START Exercise materials
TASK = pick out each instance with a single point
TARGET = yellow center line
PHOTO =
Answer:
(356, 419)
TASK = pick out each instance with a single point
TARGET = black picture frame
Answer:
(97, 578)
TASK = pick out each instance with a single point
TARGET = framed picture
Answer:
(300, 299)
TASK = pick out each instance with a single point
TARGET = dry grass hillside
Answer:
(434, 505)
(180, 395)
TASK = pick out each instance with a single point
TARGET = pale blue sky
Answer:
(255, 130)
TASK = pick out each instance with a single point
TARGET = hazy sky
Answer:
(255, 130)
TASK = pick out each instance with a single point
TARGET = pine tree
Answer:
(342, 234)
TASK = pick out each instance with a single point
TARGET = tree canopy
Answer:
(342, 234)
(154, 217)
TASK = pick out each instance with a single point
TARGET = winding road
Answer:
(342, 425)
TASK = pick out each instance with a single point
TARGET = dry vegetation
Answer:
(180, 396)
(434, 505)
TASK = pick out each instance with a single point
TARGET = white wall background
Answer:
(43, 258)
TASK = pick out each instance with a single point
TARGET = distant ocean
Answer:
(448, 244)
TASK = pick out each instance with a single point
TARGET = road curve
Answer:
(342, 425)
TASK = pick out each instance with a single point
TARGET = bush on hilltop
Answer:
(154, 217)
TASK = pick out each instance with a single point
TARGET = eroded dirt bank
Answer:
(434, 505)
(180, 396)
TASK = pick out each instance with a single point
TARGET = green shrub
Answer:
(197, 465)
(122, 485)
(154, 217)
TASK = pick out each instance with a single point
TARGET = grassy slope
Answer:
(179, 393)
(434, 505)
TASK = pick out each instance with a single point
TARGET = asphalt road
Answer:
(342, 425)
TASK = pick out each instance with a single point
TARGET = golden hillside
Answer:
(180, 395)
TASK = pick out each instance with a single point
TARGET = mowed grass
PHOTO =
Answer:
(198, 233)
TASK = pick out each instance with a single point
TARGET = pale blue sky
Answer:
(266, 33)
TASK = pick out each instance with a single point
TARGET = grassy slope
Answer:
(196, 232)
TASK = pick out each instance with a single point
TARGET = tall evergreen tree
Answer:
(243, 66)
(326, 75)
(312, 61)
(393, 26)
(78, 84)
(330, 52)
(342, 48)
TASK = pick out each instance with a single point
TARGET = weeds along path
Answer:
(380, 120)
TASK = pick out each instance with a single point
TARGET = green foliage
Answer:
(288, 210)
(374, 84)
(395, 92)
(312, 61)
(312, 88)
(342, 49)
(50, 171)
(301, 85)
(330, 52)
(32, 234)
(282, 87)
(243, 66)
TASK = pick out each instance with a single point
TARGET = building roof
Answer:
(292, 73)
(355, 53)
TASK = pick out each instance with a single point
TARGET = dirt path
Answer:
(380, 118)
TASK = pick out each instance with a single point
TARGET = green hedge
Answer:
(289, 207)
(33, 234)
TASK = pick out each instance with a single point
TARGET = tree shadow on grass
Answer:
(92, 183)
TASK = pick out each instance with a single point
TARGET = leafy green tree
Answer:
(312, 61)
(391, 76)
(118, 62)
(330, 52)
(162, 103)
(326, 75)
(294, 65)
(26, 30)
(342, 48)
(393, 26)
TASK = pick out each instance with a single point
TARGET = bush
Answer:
END Exercise materials
Could you please give the number of lines in the data above that contain the word "hillside"? Only the number is needed.

2